_EXERCISE_
Write out the listing below word for word, starting at its very first line and ending at the line that contains "456,25,492,97", both included. Leave the pictures out of your answer.

_RECORDS FOR THIS TASK_
==================================================

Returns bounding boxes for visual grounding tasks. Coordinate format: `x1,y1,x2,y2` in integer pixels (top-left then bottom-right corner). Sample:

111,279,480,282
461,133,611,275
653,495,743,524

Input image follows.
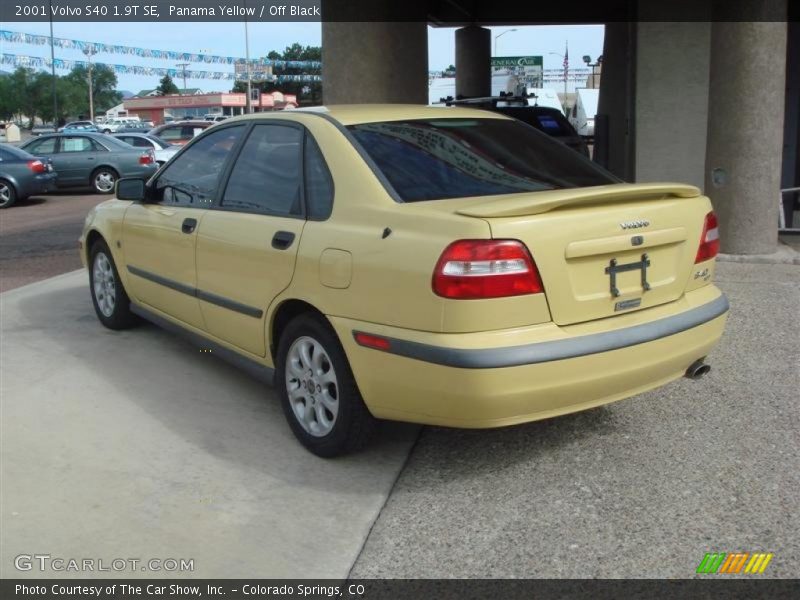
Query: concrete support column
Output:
596,23,636,181
705,0,786,254
322,21,428,104
456,25,492,97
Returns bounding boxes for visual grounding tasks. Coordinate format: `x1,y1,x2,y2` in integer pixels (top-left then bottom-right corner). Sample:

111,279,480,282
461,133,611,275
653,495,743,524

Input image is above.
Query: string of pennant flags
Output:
0,53,322,83
0,30,322,69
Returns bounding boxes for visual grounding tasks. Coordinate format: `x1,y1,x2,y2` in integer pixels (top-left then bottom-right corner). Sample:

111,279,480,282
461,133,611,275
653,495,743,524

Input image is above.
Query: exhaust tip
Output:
685,359,711,379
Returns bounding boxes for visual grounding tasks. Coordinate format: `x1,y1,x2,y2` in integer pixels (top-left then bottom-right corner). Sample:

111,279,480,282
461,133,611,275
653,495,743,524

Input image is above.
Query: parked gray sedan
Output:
20,133,158,194
0,144,56,208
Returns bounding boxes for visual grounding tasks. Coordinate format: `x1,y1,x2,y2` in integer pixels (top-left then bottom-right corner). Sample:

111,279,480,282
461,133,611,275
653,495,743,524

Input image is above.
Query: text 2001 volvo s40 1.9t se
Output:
81,105,728,456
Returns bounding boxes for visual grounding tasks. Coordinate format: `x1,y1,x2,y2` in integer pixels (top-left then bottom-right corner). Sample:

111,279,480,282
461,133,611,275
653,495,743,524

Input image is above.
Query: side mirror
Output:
115,177,145,202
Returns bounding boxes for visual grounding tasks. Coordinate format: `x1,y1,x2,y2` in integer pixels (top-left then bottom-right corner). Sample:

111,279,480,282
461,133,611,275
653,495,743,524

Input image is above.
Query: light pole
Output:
83,46,97,123
244,0,253,115
548,52,569,114
494,29,518,56
175,63,189,95
47,0,58,129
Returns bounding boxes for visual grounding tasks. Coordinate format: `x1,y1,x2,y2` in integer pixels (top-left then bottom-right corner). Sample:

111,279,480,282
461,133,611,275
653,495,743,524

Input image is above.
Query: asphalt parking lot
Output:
0,191,800,578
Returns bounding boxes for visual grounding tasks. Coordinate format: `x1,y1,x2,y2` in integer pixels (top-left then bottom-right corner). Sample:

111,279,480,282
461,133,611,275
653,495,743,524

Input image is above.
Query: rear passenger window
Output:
25,137,58,154
222,125,303,216
303,133,333,221
155,125,244,208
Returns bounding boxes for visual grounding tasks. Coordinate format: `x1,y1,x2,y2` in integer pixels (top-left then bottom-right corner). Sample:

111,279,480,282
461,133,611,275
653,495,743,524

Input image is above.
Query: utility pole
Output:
47,0,58,129
175,63,189,95
83,46,97,123
244,1,253,115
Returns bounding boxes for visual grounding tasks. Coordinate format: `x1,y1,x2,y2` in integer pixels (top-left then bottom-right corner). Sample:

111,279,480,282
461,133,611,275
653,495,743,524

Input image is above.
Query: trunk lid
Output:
456,183,711,325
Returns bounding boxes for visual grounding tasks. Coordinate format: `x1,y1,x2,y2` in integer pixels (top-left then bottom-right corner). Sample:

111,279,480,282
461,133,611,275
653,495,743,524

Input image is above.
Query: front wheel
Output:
92,167,119,194
275,315,375,458
89,241,136,329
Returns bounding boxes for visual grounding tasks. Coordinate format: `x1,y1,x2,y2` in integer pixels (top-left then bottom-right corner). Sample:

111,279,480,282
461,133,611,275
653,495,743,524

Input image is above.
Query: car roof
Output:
225,104,508,125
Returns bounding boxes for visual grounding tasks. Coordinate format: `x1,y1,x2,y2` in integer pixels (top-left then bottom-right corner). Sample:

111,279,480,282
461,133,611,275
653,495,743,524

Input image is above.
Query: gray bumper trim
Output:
353,294,729,369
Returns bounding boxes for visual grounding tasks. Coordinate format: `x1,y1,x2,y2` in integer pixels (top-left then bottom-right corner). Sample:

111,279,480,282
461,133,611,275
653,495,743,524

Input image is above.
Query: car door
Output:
122,125,246,329
197,121,332,356
58,135,108,185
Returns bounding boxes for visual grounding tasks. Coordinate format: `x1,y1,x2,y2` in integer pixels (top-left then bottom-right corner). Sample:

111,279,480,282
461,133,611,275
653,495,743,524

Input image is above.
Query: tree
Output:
156,75,181,96
62,65,122,116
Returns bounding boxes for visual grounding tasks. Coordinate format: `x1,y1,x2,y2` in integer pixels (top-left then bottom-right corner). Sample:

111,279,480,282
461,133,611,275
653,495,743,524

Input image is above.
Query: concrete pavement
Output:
0,272,416,578
352,263,800,578
0,263,800,578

==================================================

_THE COMPLETED TASK_
Returns bounding boxes for visual grounding tasks. Coordinate format: `x1,y1,x2,y2` in integer pixels (top-left then bottom-right corner). Sample:

111,279,480,282
461,133,611,275
653,495,743,524

Input image follows.
Query: concrete support column
Output:
596,23,636,181
705,0,786,254
322,21,428,104
456,25,492,97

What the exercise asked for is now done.